EXTRAIT ::
────────────────
Sur les relations contractuelles alléguées au-delà du 2 janvier 2018 :

- Ayant reçu ses documents de fin de contrat le 2 janvier 2018, le contrat de travail de M. [W] n'a pas continué à recevoir exécution postérieurement à cette date, de sorte qu'il est mal fondé à solliciter un rappel de salaire au-delà de cette date.

Sur la demande de résiliation judiciaire et la période postérieure au 2 janvier 2018,

- le contrat de travail ayant été rompu le 2 janvier 2018, cette demande de résiliation judiciaire est devenue sans objet. En effet, la rupture est démontrée par la remise au salarié porté de ses documents de fin de contrat correspondant au terme de son CDD de portage couvrant la période comprise entre le 4 mai 2016 et le 2 janvier 2018.

- subsidiairement, les règles relatives au portage salarial font échec aux demandes du salarié notamment quant à la fourniture de travail et à l'absence de rémunération.

- en tout état de cause, les demandes financières sont excessives et M. [W] ne peut pas prétendre au paiement d'un préavis qu'il n'était pas en capacité d'exécuter. Il ne justifie, en outre, d'aucun préjudice ni de sa situation financière actuelle.
────────────────
DONNÉES FOURNIES ::
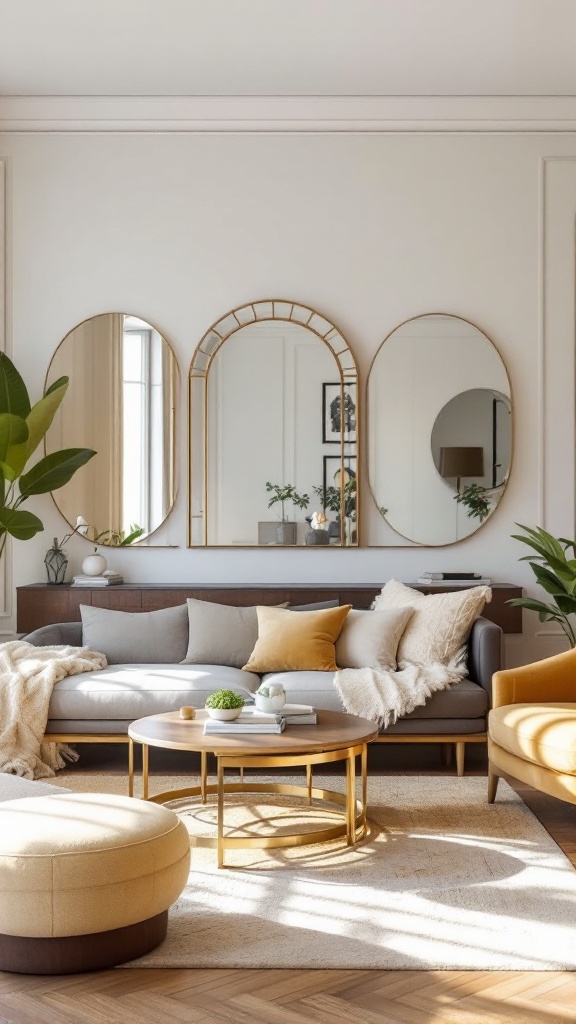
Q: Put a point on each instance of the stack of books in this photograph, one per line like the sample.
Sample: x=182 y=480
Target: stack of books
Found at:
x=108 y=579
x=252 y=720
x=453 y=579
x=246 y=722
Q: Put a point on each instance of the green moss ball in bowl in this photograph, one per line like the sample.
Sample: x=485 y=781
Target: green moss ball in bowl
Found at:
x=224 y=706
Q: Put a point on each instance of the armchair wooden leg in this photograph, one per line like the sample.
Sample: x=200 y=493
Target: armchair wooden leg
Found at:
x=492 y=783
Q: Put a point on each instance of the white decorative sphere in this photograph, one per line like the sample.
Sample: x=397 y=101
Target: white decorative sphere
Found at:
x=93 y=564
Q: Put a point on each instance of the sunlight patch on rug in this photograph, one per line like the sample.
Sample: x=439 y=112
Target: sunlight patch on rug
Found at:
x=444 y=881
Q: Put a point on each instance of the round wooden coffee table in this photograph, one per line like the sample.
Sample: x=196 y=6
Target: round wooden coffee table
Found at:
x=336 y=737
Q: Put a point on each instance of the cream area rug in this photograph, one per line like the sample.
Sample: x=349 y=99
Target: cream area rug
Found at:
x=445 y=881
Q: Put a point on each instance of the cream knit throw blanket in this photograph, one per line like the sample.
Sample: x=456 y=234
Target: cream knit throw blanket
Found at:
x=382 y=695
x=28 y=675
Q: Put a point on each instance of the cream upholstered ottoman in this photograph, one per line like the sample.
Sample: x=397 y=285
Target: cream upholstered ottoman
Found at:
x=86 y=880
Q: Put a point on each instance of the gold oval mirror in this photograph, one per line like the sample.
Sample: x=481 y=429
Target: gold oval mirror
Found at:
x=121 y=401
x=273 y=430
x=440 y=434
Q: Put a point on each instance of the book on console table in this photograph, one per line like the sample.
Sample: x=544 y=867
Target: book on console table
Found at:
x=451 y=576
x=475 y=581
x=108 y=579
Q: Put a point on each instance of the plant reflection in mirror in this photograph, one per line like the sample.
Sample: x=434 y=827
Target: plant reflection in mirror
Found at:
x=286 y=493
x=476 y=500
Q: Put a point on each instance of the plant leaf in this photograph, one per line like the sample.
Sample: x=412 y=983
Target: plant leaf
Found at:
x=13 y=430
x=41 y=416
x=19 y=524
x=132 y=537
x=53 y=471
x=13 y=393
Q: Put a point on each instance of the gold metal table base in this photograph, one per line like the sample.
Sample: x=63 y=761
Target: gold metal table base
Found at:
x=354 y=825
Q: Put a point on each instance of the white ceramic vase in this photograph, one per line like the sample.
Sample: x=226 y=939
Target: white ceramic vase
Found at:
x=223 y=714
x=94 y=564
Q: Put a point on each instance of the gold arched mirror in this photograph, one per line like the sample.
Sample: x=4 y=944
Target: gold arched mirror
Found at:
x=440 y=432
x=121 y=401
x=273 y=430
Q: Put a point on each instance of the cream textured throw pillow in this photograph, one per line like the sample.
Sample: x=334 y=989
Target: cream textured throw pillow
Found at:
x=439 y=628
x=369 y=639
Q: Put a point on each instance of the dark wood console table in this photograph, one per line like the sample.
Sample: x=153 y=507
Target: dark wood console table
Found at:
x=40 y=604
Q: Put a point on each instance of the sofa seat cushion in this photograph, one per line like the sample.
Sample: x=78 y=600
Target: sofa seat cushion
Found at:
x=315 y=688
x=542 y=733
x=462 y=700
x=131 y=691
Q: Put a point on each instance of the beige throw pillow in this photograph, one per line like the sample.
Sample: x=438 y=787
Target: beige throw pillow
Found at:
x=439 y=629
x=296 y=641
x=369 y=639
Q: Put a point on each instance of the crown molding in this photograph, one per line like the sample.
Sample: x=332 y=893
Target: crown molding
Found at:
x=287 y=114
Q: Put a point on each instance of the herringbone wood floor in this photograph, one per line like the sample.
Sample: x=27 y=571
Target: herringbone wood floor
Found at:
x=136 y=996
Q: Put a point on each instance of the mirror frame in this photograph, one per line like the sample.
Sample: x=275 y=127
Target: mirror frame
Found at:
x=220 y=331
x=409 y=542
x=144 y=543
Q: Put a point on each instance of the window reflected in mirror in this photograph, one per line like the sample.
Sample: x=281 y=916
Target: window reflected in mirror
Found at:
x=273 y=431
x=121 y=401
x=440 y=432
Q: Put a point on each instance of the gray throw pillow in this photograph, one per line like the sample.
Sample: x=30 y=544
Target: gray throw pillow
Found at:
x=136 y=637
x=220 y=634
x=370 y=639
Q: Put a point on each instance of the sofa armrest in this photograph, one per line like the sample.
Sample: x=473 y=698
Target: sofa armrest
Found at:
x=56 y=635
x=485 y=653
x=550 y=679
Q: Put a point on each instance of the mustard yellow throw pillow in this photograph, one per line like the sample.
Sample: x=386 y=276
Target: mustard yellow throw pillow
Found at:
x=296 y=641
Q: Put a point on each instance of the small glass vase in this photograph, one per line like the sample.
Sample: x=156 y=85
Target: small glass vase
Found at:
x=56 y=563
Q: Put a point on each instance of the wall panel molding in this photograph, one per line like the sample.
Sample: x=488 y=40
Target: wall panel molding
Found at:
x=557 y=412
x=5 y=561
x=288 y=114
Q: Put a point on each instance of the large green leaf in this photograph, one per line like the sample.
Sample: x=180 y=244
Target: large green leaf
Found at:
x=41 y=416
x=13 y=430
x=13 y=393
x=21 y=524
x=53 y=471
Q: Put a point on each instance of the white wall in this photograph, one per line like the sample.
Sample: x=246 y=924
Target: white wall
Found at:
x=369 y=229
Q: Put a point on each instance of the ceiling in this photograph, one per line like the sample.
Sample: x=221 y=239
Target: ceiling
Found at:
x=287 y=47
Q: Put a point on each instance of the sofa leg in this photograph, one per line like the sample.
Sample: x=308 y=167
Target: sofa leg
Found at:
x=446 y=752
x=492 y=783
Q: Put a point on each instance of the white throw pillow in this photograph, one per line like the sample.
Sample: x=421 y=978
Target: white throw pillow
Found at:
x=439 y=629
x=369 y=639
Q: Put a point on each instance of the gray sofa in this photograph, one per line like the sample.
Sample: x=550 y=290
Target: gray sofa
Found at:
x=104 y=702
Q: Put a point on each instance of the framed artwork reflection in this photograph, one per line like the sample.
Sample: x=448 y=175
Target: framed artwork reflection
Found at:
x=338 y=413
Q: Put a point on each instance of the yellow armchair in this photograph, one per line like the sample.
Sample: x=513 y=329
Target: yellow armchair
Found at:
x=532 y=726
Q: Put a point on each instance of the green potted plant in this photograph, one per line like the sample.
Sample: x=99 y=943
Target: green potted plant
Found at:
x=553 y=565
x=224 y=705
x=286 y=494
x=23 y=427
────────────────
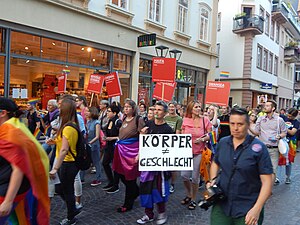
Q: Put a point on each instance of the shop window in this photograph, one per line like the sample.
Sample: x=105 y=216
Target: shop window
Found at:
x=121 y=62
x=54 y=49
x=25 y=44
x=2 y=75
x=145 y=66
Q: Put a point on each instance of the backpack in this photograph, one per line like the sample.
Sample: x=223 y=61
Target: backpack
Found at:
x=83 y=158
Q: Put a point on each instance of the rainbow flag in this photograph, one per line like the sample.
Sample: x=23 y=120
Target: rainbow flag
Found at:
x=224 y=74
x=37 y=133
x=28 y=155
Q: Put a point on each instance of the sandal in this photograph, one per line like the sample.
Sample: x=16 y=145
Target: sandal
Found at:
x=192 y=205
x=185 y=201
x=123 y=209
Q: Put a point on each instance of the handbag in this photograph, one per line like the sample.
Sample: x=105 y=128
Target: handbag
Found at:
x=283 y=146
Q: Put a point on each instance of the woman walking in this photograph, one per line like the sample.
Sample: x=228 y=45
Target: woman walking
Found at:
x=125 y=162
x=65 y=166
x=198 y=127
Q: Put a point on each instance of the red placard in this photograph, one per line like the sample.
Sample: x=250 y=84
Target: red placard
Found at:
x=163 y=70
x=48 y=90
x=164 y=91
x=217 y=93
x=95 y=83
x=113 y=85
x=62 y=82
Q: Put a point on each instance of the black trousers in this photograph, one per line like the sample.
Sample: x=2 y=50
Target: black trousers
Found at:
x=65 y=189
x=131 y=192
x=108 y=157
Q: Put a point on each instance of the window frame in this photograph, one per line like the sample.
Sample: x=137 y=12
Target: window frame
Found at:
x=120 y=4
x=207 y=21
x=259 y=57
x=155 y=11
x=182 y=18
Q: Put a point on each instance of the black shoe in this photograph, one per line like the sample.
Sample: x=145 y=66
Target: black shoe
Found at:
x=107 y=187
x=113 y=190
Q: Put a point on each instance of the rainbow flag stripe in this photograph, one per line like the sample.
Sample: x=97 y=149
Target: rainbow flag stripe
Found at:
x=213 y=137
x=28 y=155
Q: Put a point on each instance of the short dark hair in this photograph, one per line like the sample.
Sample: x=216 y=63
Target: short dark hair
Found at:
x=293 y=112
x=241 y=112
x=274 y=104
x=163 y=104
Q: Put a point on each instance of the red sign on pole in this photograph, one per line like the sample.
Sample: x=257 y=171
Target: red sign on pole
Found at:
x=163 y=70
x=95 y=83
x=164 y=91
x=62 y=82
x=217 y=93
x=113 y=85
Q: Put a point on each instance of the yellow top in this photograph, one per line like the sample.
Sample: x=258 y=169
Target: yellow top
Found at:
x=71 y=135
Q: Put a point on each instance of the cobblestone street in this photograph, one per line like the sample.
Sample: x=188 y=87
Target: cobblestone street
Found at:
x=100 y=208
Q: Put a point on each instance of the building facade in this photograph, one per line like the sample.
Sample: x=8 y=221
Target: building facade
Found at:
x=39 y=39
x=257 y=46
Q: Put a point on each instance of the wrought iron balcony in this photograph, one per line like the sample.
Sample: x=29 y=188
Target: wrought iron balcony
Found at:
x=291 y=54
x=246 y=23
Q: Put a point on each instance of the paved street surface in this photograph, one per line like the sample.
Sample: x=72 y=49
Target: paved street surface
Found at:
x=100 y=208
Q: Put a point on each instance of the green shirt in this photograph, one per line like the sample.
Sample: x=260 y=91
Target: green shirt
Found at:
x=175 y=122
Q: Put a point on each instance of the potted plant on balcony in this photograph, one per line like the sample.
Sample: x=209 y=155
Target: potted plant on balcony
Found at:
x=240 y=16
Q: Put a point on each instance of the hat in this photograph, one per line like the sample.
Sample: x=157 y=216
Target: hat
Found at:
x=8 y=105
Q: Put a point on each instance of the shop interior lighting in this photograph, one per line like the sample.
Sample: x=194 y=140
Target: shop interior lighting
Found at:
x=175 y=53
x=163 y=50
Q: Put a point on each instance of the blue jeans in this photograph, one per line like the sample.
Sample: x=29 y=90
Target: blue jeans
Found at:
────────────────
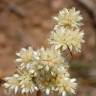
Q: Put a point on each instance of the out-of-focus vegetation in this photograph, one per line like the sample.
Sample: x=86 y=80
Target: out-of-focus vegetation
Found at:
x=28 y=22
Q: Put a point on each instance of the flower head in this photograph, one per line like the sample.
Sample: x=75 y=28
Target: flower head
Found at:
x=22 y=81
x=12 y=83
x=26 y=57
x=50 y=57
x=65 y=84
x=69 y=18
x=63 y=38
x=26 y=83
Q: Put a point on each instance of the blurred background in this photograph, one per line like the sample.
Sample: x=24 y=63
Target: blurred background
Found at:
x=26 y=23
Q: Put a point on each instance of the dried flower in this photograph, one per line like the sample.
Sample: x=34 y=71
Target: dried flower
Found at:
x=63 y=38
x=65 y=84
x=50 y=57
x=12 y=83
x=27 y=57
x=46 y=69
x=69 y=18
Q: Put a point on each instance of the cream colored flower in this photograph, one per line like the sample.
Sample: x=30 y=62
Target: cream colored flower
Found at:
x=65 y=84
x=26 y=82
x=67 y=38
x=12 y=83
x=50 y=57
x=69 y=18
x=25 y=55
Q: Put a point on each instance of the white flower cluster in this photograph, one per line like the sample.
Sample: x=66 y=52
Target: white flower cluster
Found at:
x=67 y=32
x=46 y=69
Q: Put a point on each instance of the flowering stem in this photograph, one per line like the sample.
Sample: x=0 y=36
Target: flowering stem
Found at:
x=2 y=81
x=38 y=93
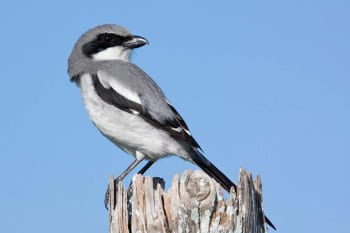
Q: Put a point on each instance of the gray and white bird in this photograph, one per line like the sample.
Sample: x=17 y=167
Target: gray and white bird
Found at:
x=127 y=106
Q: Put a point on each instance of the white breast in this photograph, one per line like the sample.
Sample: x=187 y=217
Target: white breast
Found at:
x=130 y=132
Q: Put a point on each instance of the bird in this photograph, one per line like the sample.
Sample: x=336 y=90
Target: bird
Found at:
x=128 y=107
────────────────
TRAVAIL DEMANDÉ ::
**a.** D'après l'extrait, quelle période couvrait le CDD de portage de M. [W] ?
**b.** Reproduisez fidèlement le passage de l'extrait qui commence par « - en tout état » et se termine par « situation financière actuelle. ».

CORRIGÉ ::
**a.** Du 4 mai 2016 au 2 janvier 2018.

**b.**
- en tout état de cause, les demandes financières sont excessives et M. [W] ne peut pas prétendre au paiement d'un préavis qu'il n'était pas en capacité d'exécuter. Il ne justifie, en outre, d'aucun préjudice ni de sa situation financière actuelle.